> [EXERCISE GOAL] Copy out each line below that contains the word "prompts".

[Collected data entries]
|---|
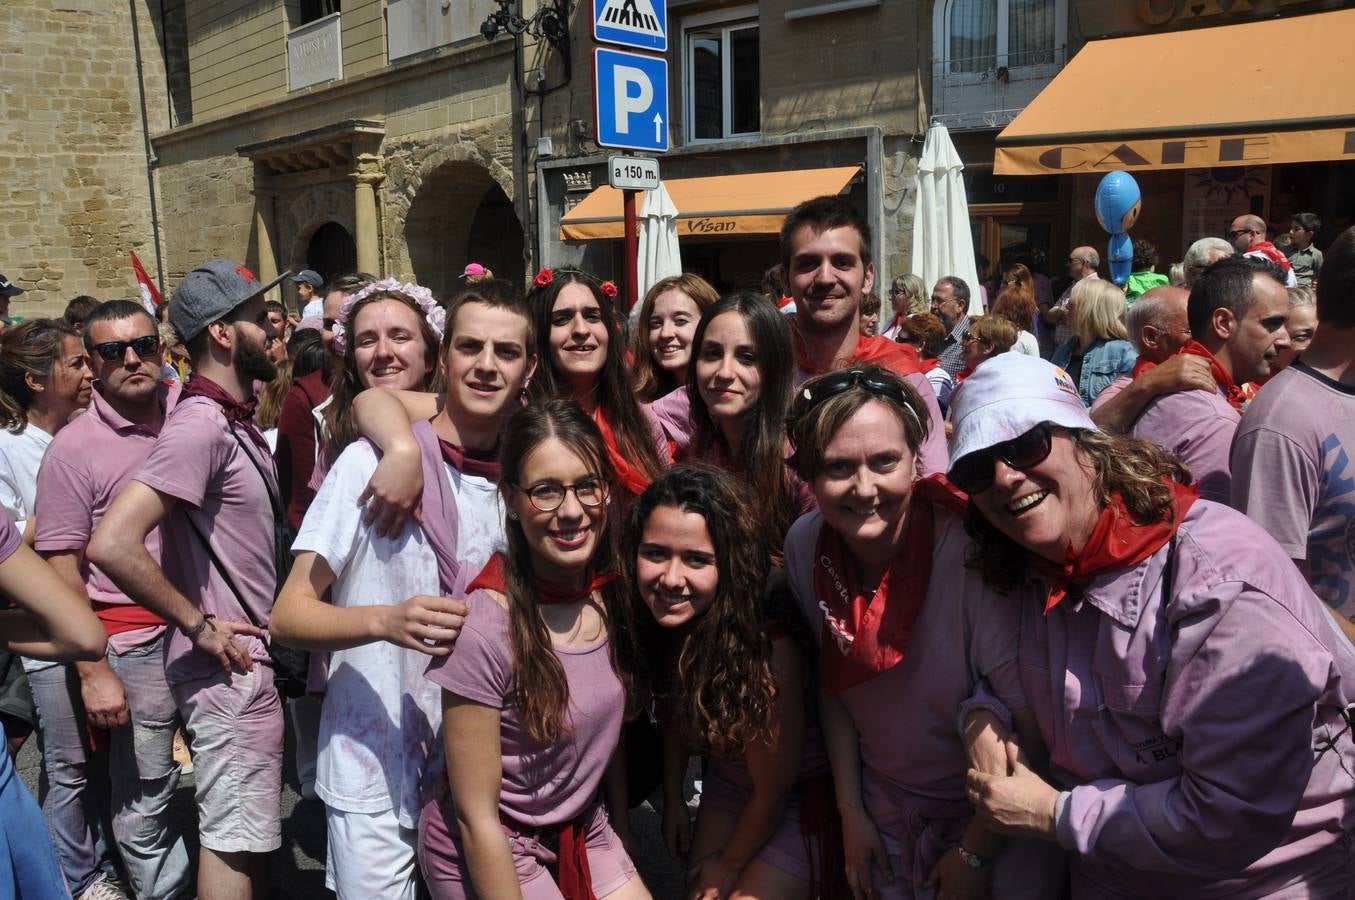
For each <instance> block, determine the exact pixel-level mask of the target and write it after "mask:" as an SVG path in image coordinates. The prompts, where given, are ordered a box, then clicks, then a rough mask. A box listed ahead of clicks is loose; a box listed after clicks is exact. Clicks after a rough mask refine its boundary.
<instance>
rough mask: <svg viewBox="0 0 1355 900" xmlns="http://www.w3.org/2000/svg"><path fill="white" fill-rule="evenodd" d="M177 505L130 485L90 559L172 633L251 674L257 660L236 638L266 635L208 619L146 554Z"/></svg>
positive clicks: (113, 507)
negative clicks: (249, 657)
mask: <svg viewBox="0 0 1355 900" xmlns="http://www.w3.org/2000/svg"><path fill="white" fill-rule="evenodd" d="M176 503H178V500H176V499H175V497H172V496H169V495H168V493H163V492H160V491H156V489H154V488H152V487H150V485H148V484H145V483H142V481H136V480H133V481H129V483H127V487H126V488H123V489H122V493H119V495H118V497H117V499H115V500H114V502H112V506H110V507H108V511H107V512H106V514H104V516H103V520H102V522H100V523H99V527H98V529H95V533H93V537H92V538H91V539H89V549H88V550H87V556H88V557H89V561H91V563H93V564H95V565H98V567H99V568H100V569H103V571H104V573H106V575H107V576H108V577H111V579H112V581H114V584H117V586H118V587H119V588H121V590H122V592H123V594H126V595H127V596H130V598H131V599H133V600H136V602H137V603H140V605H141V606H145V607H146V609H148V610H150V611H152V613H156V614H159V615H160V617H161V618H163V619H164V621H165V622H167V623H168V625H169V626H171V628H178V629H180V630H182V632H183V633H184V634H187V636H188V637H190V640H191V641H192V644H194V647H195V648H196V649H198V651H201V652H203V653H207V655H209V656H215V657H217V661H218V663H221V668H222V671H226V672H229V671H230V668H232V667H234V668H236V670H238V671H241V672H248V671H251V670H252V668H253V661H252V660H251V659H249V653H248V652H245V649H244V648H243V647H240V644H237V642H236V641H234V637H233V636H236V634H252V636H253V637H259V638H262V637H263V632H262V630H259V629H257V628H255V626H253V625H249V623H247V622H228V621H225V619H215V618H210V617H207V615H205V614H203V613H202V611H201V610H199V609H198V607H196V606H194V605H192V603H190V602H188V598H186V596H184V595H183V594H180V592H179V591H178V590H175V587H173V586H172V584H171V583H169V580H168V579H167V577H165V575H164V572H163V571H161V569H160V565H159V564H157V563H156V561H154V558H153V557H152V556H150V553H149V552H148V550H146V535H148V534H150V531H152V529H154V527H156V526H159V525H160V523H161V522H164V519H165V516H168V515H169V512H171V510H173V507H175V504H176Z"/></svg>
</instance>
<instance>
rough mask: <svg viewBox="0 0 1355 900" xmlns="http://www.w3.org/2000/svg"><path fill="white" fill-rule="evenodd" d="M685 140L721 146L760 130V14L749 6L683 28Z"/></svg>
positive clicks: (694, 20) (699, 16)
mask: <svg viewBox="0 0 1355 900" xmlns="http://www.w3.org/2000/svg"><path fill="white" fill-rule="evenodd" d="M683 26H684V27H683V106H684V119H686V127H687V141H688V142H695V141H722V140H728V138H736V137H749V136H756V134H757V133H759V131H760V130H762V80H760V69H759V53H757V11H756V8H755V7H745V8H741V9H734V11H722V12H720V14H710V15H705V16H692V18H690V19H687V20H686V22H684V23H683Z"/></svg>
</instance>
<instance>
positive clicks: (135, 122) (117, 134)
mask: <svg viewBox="0 0 1355 900" xmlns="http://www.w3.org/2000/svg"><path fill="white" fill-rule="evenodd" d="M136 8H137V19H138V27H140V38H141V50H142V58H144V64H145V65H144V80H145V89H146V111H148V115H149V119H150V130H152V131H156V130H163V129H164V127H165V126H167V121H168V103H167V96H165V79H164V66H163V65H160V64H159V62H157V60H160V58H161V56H160V49H159V38H157V34H156V28H154V20H153V19H152V16H150V12H149V9H148V4H146V0H136ZM142 134H144V133H142V123H141V106H140V96H138V91H137V64H136V53H134V50H133V39H131V11H130V9H129V4H126V3H108V1H106V0H4V3H0V210H4V213H3V216H0V236H3V239H4V249H3V252H0V272H4V274H5V275H7V277H9V278H11V279H12V281H14V282H15V283H18V285H19V286H20V287H23V289H24V290H26V291H28V293H26V294H23V295H22V297H19V298H18V300H16V301H15V302H14V305H12V308H11V313H12V314H15V316H23V317H34V316H49V314H60V313H61V310H62V309H64V308H65V304H66V301H69V300H70V298H72V297H76V295H79V294H92V295H95V297H100V298H108V297H134V295H136V293H137V287H136V281H134V279H133V277H131V264H130V260H129V258H127V252H129V251H133V249H134V251H136V252H137V255H138V256H140V258H141V262H142V264H144V266H145V267H146V270H148V271H149V272H150V275H152V278H154V270H156V268H154V267H156V259H154V247H153V237H152V226H150V191H149V186H148V180H146V157H145V149H144V137H142Z"/></svg>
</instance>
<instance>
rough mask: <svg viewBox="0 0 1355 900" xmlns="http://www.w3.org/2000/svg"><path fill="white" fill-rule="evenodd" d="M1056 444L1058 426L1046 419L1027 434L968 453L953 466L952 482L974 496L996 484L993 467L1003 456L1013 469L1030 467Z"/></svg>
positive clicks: (1028, 431)
mask: <svg viewBox="0 0 1355 900" xmlns="http://www.w3.org/2000/svg"><path fill="white" fill-rule="evenodd" d="M1053 446H1054V426H1053V424H1050V423H1047V422H1042V423H1039V424H1038V426H1035V427H1034V428H1031V430H1030V431H1027V432H1026V434H1023V435H1020V436H1016V438H1012V439H1011V441H1004V442H1001V443H995V445H993V446H991V447H988V449H986V450H978V451H976V453H967V454H965V455H963V457H961V458H959V459H957V461H955V465H954V466H951V469H950V476H949V477H950V483H951V484H954V485H955V487H957V488H959V489H961V491H963V492H965V493H967V495H970V496H973V495H976V493H982V492H984V491H986V489H988V488H991V487H993V469H995V468H996V465H997V461H999V459H1001V461H1003V462H1005V464H1007V465H1009V466H1011V468H1012V469H1030V468H1031V466H1038V465H1039V464H1041V462H1043V461H1045V459H1047V458H1049V451H1050V450H1051V449H1053Z"/></svg>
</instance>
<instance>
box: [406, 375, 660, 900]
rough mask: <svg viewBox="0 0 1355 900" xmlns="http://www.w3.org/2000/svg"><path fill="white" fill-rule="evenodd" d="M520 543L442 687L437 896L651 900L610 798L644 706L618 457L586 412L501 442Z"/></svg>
mask: <svg viewBox="0 0 1355 900" xmlns="http://www.w3.org/2000/svg"><path fill="white" fill-rule="evenodd" d="M499 459H500V466H501V473H500V474H501V478H500V495H501V497H503V504H504V507H505V510H507V523H505V526H507V533H508V548H507V550H505V552H504V553H501V554H495V556H493V557H491V561H489V564H488V565H486V567H485V571H484V572H481V573H480V576H477V577H476V580H474V581H473V583H472V584H470V587H469V588H467V596H466V606H467V613H466V621H465V625H463V626H462V630H461V634H459V637H458V638H457V648H455V651H454V652H453V653H451V655H449V656H444V657H442V659H439V660H436V661H435V663H434V664H432V666H431V667H430V670H428V678H430V679H431V680H432V682H434V683H435V684H438V686H439V687H440V689H442V698H443V709H444V716H443V724H444V728H443V741H444V744H446V751H447V760H449V763H447V775H449V782H447V783H446V785H444V786H443V790H442V792H440V794H439V796H438V797H435V798H434V800H432V801H430V802H428V804H427V805H425V806H424V812H423V816H421V820H420V863H421V867H423V873H424V878H425V881H427V885H428V889H430V892H431V893H432V896H434V897H435V899H438V900H443V899H449V897H457V899H461V897H473V896H476V897H516V896H523V897H558V896H560V895H561V893H564V895H565V896H572V897H575V896H583V897H588V896H596V897H612V899H615V900H630V899H642V900H648V897H649V892H648V891H646V889H645V886H644V884H642V882H641V881H640V878H638V877H637V874H635V869H634V866H633V865H631V862H630V858H629V857H627V855H626V850H625V847H623V846H622V843H621V840H619V839H618V838H617V835H615V834H614V832H612V828H611V825H610V824H608V821H607V813H606V811H604V809H603V806H602V805H600V804H599V802H598V790H599V786H600V783H602V781H603V774H604V770H606V769H607V766H608V762H610V760H611V758H612V755H614V751H615V750H617V745H618V740H619V737H621V728H622V720H623V718H625V716H626V714H627V713H630V712H633V710H634V709H635V695H634V690H633V687H631V680H630V676H629V672H631V671H634V660H630V659H627V657H626V648H627V647H629V644H627V642H626V641H619V640H617V638H618V634H617V629H618V623H619V622H621V621H622V617H623V615H625V611H623V607H625V605H626V588H625V581H622V580H621V579H618V577H617V575H618V573H617V571H615V563H617V560H615V554H614V552H612V541H611V537H610V535H608V534H607V530H608V520H607V495H608V483H610V480H611V476H612V469H611V464H610V459H608V453H607V449H606V446H604V443H603V439H602V434H599V430H598V426H596V424H593V422H592V419H591V417H589V416H588V415H585V413H584V412H583V411H581V409H580V408H579V405H577V404H575V403H570V401H564V400H546V401H542V403H537V404H533V405H528V407H526V408H523V409H522V411H520V412H519V413H518V415H515V416H514V417H512V419H509V420H508V424H507V426H505V428H504V435H503V443H501V447H500V455H499Z"/></svg>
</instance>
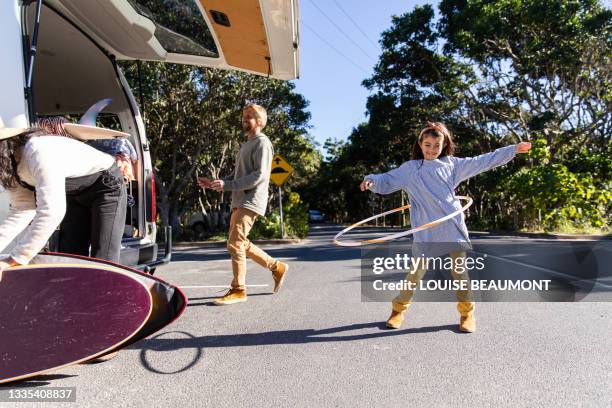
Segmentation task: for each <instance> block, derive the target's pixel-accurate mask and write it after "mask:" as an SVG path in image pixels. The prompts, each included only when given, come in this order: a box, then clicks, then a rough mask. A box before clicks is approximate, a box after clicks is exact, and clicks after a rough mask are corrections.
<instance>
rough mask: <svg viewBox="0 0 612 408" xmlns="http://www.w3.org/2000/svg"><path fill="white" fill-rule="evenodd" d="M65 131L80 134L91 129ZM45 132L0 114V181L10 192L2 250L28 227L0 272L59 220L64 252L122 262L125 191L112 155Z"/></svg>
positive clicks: (67, 128)
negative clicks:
|---|
> [REPLY]
For each <instance> block, determine the exact pixel-level mask of the target and write it after "mask:" as an SVG path in image coordinates. The prompts, where given, are ordered a box, then clicks, then a rough mask. A box listed ahead of clicks is loose; a box listed after clicks is exact. Clicks after a rough mask refine its boundary.
Segmentation task: for each <instance> block, derive the target's pixel-accurate mask and write it after "mask:" as an SVG path in image pixels. The prompts, each included only when given, come in this order: a box, then clicks, then a rough mask. A box before clicks is approximate, a box after clicks is exact, and clicks after a rough mask are corrections.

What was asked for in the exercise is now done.